*Short exercise*
Write out, character for character, the line containing "Put one marker on each instance of the gravel" and all lines after it up to the end of the listing.

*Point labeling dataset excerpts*

※ ※ ※

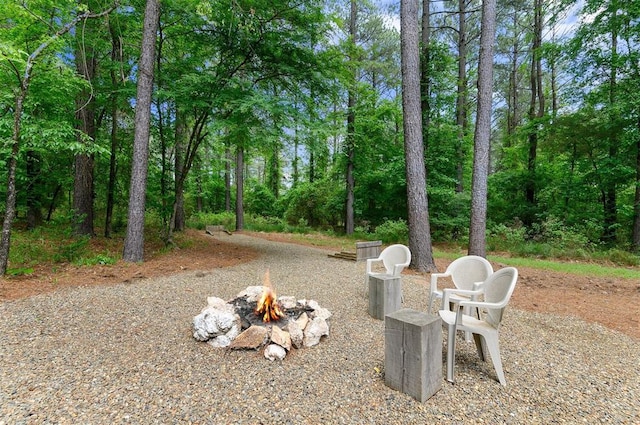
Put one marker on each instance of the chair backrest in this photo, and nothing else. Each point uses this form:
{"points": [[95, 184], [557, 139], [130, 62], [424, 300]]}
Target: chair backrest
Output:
{"points": [[498, 289], [467, 270], [395, 257]]}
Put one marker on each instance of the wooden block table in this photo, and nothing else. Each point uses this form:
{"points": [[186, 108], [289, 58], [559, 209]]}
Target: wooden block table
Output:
{"points": [[413, 353], [385, 295]]}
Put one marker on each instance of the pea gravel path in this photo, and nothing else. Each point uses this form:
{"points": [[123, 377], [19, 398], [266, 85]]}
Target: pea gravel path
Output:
{"points": [[125, 354]]}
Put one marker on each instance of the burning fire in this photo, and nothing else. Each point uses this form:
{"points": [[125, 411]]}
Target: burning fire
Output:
{"points": [[267, 306]]}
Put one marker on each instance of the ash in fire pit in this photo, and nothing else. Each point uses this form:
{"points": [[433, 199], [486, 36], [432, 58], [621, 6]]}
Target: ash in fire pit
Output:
{"points": [[241, 324]]}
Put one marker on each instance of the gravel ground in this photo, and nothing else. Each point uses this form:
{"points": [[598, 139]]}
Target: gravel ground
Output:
{"points": [[125, 354]]}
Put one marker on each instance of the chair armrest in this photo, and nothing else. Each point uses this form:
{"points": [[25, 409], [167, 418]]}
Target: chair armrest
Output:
{"points": [[447, 292], [370, 262], [397, 269], [481, 304], [434, 280]]}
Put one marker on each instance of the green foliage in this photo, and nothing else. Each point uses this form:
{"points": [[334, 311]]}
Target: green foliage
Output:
{"points": [[71, 249], [318, 204], [20, 271], [393, 231], [98, 259], [259, 200], [201, 220]]}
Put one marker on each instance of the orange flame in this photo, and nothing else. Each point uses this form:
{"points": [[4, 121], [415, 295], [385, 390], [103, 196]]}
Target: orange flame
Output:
{"points": [[267, 306]]}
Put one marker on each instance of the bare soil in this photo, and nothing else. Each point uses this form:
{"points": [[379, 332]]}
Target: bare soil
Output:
{"points": [[611, 302]]}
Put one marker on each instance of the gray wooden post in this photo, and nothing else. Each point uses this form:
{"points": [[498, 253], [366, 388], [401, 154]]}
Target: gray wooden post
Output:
{"points": [[385, 295], [413, 353]]}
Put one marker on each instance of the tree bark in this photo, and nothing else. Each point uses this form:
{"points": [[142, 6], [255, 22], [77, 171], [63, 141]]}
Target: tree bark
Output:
{"points": [[111, 184], [425, 77], [536, 111], [227, 178], [134, 240], [461, 95], [239, 188], [417, 204], [482, 135], [86, 125], [636, 200], [351, 120]]}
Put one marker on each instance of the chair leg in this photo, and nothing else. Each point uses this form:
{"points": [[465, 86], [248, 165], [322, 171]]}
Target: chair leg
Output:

※ ※ ※

*Task answer*
Put one marker on each instance of the gravel ground in this photo, and nothing else. Each point uses this form:
{"points": [[598, 139]]}
Target: gravel ground
Output:
{"points": [[125, 354]]}
Put one marker on each instance of the chair armrest in this photo, and nothing else. Each point uses this form:
{"points": [[25, 409], [167, 418]]}
Target: chair armrest
Output:
{"points": [[447, 292], [370, 262], [397, 269], [481, 304], [434, 280]]}
Put one marker on each instance of the green foliage in this photo, and nothing else. Each point uses this form:
{"points": [[334, 311]]}
Target: green foliage
Output:
{"points": [[71, 249], [318, 204], [20, 271], [393, 231], [98, 259], [259, 200], [201, 220]]}
Put one marker on each instance of the orange flame in this photo, and nothing else. Each point uses this form:
{"points": [[4, 121], [415, 295], [385, 390], [103, 196]]}
Target: orange flame
Output:
{"points": [[267, 306]]}
Put one marker on each instance of the bare soil in this photo, and nothing else. Each point uses this form:
{"points": [[379, 332]]}
Target: bare soil
Output:
{"points": [[611, 302]]}
Put one marker on each instance of the gray wooden post in this photo, and nothing else. Each point uses this form:
{"points": [[498, 253], [366, 388], [401, 154]]}
Target: gray wooden post
Output:
{"points": [[385, 295], [413, 353]]}
Put one marker on each instance of the tree bark in this photo, and nothing else. Each point uses this form:
{"points": [[142, 6], [255, 22], [77, 171], [63, 141]]}
Target: tree bark
Output:
{"points": [[111, 184], [425, 77], [536, 111], [227, 178], [134, 240], [461, 95], [239, 188], [417, 204], [482, 135], [86, 125], [636, 200], [351, 120]]}
Put one marker on each instance of the chair leg in this photo, and nothing else. Each point uses this form:
{"points": [[465, 86], [248, 165], [322, 171]]}
Target: chair leg
Output:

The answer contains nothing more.